VORLIEGENDE DATEN
──────────

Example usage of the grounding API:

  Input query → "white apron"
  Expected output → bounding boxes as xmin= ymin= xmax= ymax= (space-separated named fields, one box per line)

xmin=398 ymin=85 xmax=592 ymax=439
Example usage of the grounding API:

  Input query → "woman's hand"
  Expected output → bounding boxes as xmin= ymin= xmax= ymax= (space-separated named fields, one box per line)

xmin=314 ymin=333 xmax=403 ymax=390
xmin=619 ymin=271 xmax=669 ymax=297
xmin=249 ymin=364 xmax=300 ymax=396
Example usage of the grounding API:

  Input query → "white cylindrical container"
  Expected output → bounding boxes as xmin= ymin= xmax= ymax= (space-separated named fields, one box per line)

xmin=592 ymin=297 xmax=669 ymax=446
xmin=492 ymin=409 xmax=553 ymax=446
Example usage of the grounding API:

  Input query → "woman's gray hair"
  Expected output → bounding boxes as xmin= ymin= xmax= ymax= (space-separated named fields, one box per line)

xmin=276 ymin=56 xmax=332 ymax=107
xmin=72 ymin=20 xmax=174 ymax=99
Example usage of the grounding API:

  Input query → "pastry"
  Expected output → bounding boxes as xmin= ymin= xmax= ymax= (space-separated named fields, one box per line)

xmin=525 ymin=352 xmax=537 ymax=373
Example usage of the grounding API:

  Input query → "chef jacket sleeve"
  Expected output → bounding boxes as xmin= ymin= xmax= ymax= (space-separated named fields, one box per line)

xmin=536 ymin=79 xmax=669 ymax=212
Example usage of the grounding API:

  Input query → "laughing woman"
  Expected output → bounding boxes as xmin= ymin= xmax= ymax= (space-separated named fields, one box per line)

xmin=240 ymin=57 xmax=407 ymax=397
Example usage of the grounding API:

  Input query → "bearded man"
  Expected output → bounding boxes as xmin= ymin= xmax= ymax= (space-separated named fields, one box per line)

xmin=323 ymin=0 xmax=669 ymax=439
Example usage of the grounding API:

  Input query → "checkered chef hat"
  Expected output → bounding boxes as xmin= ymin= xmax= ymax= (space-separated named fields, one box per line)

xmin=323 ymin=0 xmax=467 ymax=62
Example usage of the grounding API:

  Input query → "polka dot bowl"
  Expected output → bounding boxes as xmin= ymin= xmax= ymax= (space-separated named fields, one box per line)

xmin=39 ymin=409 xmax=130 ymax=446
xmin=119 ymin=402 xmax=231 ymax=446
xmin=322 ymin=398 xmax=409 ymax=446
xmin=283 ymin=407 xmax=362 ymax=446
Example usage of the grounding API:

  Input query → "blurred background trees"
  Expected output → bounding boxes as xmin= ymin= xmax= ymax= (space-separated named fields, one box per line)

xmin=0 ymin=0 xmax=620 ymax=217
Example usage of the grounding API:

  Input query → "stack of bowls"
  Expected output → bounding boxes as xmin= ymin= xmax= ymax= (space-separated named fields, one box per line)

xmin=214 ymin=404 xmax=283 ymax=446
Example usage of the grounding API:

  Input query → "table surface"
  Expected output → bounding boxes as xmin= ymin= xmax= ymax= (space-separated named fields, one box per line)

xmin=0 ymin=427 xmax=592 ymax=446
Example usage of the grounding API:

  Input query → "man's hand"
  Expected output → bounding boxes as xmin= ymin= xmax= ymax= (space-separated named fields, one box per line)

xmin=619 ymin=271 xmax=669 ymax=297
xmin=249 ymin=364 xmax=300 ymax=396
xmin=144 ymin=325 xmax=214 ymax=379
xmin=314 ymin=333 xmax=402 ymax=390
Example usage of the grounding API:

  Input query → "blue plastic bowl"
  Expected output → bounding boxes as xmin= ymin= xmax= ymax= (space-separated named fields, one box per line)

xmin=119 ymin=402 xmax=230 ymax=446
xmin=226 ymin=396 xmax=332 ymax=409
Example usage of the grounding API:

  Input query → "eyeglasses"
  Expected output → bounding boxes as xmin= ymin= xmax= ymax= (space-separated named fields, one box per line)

──────────

ZU ERLEDIGEN
Filtere die Datensätze und übernimm jede Zeile, die das Wort „white“ enthält. Achte dabei auf Groß- und Kleinschreibung.

AUSGEARBEITETE LÖSUNG
  Input query → "white apron"
  Input query → "white cylindrical container"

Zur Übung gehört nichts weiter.